◆ **AIM OF THE TASK**
Output, as a JSON list of strings with one string per line and blank lines omitted, only the part of the rows below that opens with the line containing "Find the building window" and closes with the line containing "[(1259, 131), (918, 243)]", both included.

[Location annotation dataset excerpts]

+++

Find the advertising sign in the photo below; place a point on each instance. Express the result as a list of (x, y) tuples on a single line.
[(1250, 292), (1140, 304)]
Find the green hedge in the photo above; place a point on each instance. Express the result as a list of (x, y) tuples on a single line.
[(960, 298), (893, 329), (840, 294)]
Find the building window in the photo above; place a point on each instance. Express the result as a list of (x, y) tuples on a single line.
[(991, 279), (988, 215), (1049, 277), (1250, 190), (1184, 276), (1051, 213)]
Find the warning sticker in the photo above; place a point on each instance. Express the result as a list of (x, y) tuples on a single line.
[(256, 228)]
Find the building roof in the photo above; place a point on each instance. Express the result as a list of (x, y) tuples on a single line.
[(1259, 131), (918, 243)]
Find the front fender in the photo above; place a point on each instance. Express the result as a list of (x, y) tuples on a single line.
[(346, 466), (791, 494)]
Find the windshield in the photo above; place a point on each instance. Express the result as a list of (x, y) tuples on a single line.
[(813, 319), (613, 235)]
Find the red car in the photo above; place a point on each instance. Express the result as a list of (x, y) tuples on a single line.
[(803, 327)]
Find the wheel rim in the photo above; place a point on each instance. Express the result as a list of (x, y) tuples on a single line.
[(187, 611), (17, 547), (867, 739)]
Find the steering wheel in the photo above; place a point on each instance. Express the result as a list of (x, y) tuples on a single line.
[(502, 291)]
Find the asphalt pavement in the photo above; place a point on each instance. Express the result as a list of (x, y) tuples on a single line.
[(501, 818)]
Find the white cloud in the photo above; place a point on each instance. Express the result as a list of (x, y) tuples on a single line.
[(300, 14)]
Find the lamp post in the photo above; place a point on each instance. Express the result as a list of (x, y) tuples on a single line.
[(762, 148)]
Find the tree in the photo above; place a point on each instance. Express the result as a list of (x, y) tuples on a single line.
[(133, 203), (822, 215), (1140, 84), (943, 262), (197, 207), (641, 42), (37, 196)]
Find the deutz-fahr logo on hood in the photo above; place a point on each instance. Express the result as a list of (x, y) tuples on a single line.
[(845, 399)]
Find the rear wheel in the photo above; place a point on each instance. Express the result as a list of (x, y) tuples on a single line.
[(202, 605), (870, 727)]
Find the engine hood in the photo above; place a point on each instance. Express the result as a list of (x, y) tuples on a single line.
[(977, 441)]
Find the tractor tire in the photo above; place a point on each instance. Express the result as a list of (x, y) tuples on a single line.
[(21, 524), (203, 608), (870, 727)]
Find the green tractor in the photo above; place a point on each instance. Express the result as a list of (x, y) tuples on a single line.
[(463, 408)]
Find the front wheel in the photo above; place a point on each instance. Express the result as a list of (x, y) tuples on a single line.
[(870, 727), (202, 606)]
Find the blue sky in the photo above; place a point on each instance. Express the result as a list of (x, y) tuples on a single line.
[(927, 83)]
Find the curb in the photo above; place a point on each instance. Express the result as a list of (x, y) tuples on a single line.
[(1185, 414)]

+++

◆ **RESPONSE TO THIS EXERCISE**
[
  "Find the building window in the photo above; place a point on each instance. Express the result as a list of (x, y) tuples on a single line.",
  "[(991, 279), (988, 215), (1049, 277), (1250, 190), (1184, 276), (1051, 213)]",
  "Find the warning sticker in the photo above; place a point on each instance. Express the result as a list of (x, y) tuples on a single line.",
  "[(256, 228)]",
  "Find the building roof in the photo above; place a point on each instance. Express the result as a list of (x, y) tuples on a single line.",
  "[(1259, 131), (918, 243)]"
]